_AIM_: Which lines in the material below contain the string "central", matching uppercase and lowercase exactly? Copy each of those lines.

[Object point labels]
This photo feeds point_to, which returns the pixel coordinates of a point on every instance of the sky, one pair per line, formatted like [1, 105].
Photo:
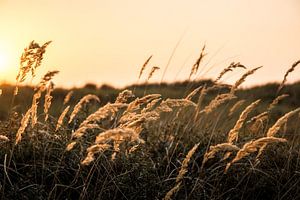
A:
[107, 41]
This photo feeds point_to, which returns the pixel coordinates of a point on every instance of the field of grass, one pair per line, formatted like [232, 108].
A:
[187, 140]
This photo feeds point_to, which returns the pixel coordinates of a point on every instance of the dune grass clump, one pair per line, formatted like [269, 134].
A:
[209, 141]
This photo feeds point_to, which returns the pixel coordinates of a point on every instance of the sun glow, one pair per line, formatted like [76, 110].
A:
[3, 61]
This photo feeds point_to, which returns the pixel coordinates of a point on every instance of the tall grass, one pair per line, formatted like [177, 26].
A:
[197, 146]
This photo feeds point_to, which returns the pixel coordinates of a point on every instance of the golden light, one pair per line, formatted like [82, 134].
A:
[3, 61]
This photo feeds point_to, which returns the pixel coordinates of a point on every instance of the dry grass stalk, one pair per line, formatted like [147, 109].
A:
[144, 66]
[193, 93]
[152, 72]
[281, 121]
[48, 99]
[68, 97]
[121, 134]
[135, 105]
[233, 133]
[71, 146]
[24, 124]
[34, 106]
[253, 146]
[184, 165]
[124, 96]
[232, 66]
[105, 112]
[4, 138]
[182, 172]
[152, 105]
[97, 148]
[218, 101]
[243, 78]
[276, 127]
[116, 149]
[213, 150]
[61, 118]
[82, 130]
[199, 103]
[276, 101]
[286, 74]
[172, 191]
[258, 117]
[236, 106]
[84, 100]
[42, 86]
[138, 119]
[195, 67]
[171, 103]
[30, 59]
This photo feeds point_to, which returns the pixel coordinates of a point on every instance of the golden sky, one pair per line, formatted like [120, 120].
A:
[106, 41]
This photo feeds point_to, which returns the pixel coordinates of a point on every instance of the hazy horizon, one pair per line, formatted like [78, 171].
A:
[108, 41]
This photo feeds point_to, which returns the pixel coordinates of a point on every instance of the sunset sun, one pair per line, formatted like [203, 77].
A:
[3, 62]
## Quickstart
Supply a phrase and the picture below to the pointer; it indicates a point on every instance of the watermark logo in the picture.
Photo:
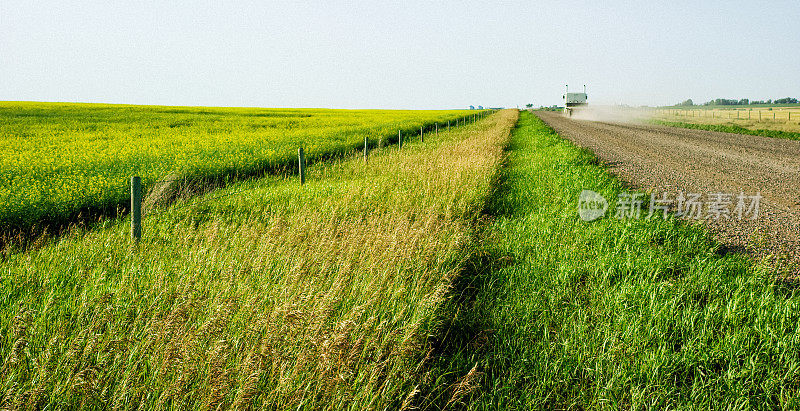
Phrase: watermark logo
(695, 206)
(591, 205)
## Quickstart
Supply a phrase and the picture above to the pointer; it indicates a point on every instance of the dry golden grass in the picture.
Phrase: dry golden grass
(278, 297)
(759, 118)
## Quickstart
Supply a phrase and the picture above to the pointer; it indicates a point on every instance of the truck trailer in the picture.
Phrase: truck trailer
(574, 101)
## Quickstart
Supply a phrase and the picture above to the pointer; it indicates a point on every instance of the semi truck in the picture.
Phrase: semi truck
(574, 101)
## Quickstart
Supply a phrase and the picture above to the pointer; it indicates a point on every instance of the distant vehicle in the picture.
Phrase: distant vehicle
(573, 101)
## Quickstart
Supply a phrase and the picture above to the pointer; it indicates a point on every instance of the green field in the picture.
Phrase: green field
(630, 314)
(58, 160)
(280, 296)
(453, 273)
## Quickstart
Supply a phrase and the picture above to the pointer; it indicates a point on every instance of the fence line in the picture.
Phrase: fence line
(136, 181)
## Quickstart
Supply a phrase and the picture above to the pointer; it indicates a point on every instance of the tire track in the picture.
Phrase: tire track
(665, 159)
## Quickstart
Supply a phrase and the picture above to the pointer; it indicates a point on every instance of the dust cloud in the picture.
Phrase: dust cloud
(616, 114)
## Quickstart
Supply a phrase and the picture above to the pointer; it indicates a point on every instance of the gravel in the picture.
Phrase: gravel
(657, 159)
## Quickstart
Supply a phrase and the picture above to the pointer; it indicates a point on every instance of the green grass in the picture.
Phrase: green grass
(612, 313)
(263, 294)
(58, 160)
(731, 128)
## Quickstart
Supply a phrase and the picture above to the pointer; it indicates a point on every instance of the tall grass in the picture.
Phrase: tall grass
(614, 313)
(733, 128)
(58, 161)
(279, 297)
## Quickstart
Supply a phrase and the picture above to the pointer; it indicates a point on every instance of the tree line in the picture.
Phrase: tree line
(741, 102)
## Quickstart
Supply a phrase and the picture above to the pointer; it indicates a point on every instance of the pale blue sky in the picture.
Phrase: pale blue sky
(411, 54)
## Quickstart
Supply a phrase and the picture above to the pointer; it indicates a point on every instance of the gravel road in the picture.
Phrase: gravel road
(658, 159)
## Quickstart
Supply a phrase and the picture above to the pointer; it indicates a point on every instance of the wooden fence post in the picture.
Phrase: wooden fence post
(136, 208)
(301, 162)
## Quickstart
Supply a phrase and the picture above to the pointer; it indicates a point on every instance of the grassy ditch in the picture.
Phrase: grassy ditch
(264, 294)
(611, 313)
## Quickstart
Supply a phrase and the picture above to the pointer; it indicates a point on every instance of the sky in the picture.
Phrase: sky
(396, 55)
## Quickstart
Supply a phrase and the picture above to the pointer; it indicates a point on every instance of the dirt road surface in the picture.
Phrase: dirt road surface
(658, 159)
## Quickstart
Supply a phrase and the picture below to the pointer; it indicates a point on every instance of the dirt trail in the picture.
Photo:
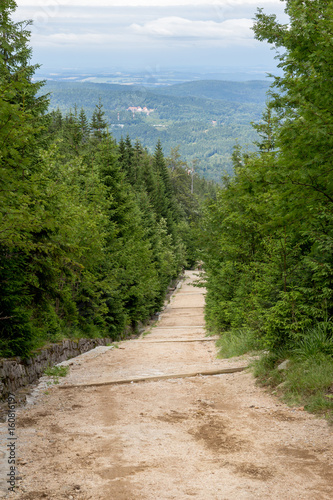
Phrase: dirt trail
(217, 437)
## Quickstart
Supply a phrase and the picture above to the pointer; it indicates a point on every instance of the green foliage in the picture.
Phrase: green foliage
(238, 342)
(268, 237)
(90, 231)
(57, 371)
(203, 118)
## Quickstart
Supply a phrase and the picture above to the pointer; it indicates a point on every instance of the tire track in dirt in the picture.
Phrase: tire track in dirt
(209, 438)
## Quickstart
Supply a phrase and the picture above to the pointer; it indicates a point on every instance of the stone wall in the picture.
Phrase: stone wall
(16, 373)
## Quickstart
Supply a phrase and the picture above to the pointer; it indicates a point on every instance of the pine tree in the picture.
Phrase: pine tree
(98, 124)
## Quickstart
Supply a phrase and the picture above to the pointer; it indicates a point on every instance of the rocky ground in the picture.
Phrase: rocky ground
(206, 437)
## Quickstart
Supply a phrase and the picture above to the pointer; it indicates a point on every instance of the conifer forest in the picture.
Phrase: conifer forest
(94, 229)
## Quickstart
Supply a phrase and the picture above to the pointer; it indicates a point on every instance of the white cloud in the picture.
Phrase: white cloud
(177, 27)
(141, 3)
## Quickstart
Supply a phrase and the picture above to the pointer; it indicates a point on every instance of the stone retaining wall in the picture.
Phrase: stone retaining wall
(16, 373)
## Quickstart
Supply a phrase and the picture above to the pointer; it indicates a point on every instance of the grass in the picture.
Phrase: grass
(306, 382)
(308, 379)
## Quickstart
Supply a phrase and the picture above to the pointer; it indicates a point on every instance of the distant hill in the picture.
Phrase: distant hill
(244, 92)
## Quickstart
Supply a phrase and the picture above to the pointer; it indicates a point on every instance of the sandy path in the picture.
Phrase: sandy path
(206, 438)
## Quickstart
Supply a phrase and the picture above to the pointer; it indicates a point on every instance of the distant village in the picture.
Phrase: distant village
(138, 109)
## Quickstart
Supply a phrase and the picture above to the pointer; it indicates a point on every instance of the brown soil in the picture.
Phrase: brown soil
(209, 438)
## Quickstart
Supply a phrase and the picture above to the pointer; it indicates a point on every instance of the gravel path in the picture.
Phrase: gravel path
(209, 438)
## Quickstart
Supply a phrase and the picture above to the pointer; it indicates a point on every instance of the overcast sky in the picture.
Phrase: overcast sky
(148, 34)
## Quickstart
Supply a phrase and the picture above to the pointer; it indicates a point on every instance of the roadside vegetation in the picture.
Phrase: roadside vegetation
(92, 231)
(268, 236)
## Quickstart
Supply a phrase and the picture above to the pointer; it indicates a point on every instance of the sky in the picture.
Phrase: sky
(145, 35)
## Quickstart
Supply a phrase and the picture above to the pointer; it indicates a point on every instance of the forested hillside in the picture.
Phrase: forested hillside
(204, 118)
(269, 234)
(91, 231)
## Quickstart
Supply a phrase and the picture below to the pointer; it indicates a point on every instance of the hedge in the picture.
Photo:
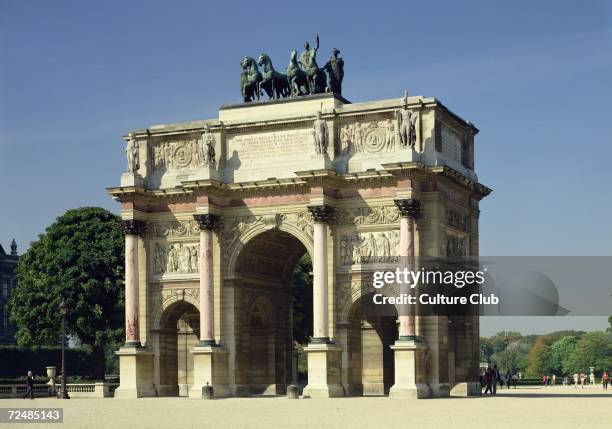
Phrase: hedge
(16, 361)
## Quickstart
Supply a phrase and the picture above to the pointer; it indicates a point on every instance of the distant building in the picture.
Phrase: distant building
(8, 281)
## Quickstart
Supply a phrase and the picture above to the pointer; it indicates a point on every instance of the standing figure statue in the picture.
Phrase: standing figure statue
(131, 152)
(335, 72)
(406, 122)
(249, 79)
(207, 148)
(308, 61)
(298, 81)
(274, 83)
(320, 133)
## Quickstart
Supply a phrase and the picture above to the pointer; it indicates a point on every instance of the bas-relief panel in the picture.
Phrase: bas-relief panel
(365, 248)
(175, 258)
(367, 215)
(369, 137)
(178, 257)
(359, 247)
(177, 155)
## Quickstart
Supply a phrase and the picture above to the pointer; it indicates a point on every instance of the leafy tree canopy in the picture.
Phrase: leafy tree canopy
(79, 258)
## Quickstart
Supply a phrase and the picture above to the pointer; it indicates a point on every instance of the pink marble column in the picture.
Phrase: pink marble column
(322, 216)
(132, 229)
(410, 209)
(207, 223)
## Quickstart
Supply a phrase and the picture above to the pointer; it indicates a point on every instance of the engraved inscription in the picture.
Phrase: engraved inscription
(264, 148)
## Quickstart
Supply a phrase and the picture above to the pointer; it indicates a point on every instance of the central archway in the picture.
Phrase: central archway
(264, 316)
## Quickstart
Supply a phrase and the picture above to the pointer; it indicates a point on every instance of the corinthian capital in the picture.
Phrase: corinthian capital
(409, 207)
(207, 221)
(133, 227)
(322, 213)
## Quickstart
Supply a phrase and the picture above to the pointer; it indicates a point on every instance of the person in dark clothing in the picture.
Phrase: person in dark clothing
(488, 380)
(494, 379)
(29, 386)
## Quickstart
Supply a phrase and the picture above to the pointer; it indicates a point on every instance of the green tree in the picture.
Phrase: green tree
(301, 286)
(593, 349)
(80, 259)
(560, 350)
(538, 359)
(513, 358)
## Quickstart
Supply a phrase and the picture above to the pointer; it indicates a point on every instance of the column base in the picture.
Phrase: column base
(470, 388)
(323, 371)
(209, 368)
(136, 373)
(409, 357)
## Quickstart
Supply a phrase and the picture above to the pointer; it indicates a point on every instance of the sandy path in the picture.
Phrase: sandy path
(524, 408)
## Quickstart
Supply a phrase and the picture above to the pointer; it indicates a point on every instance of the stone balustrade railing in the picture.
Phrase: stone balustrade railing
(76, 390)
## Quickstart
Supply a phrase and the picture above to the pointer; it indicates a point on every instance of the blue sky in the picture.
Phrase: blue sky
(535, 77)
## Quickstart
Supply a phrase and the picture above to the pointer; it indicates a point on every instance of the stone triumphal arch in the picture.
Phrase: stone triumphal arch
(217, 213)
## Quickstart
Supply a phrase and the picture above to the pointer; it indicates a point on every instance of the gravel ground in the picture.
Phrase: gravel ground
(558, 407)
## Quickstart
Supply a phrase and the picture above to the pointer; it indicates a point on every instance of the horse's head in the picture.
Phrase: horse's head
(263, 59)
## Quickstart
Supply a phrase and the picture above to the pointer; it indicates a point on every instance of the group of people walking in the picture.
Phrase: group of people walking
(491, 378)
(581, 379)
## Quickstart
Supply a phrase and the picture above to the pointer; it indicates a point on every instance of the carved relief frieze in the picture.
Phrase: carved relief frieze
(175, 258)
(181, 155)
(174, 228)
(367, 215)
(369, 137)
(369, 248)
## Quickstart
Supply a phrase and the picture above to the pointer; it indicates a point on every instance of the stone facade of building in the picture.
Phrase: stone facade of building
(217, 213)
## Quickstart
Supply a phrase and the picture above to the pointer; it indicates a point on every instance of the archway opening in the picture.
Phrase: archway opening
(372, 329)
(273, 296)
(179, 333)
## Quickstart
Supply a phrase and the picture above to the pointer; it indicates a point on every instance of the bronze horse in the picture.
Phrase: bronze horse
(274, 83)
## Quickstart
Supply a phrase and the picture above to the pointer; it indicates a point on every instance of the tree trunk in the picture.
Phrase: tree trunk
(99, 362)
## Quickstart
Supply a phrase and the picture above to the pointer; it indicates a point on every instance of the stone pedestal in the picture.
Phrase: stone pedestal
(321, 162)
(136, 370)
(323, 371)
(209, 366)
(206, 172)
(132, 179)
(466, 389)
(409, 359)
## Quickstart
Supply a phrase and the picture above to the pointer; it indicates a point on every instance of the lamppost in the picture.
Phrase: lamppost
(64, 394)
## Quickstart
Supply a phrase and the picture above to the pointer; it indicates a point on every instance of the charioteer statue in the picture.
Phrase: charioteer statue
(303, 77)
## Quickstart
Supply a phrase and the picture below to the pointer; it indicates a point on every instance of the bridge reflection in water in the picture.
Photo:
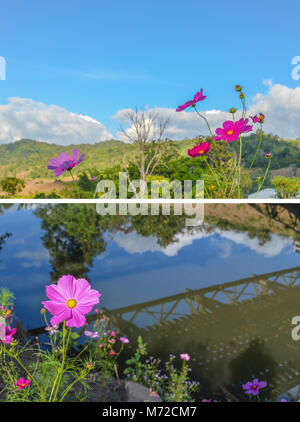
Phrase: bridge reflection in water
(233, 331)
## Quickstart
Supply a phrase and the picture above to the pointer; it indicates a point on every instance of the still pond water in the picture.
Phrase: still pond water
(224, 292)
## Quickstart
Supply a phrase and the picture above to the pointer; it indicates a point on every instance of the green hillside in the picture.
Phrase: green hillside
(31, 157)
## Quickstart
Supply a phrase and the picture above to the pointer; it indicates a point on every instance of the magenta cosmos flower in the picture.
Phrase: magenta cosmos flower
(185, 356)
(200, 149)
(258, 119)
(254, 387)
(22, 383)
(64, 162)
(231, 131)
(197, 97)
(9, 333)
(70, 300)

_OUTPUT OF THE TASK_:
Supply a phrase and the picture above to the pointer; it indicates a point on every instance of the central archway in the picture.
Phrase: central archway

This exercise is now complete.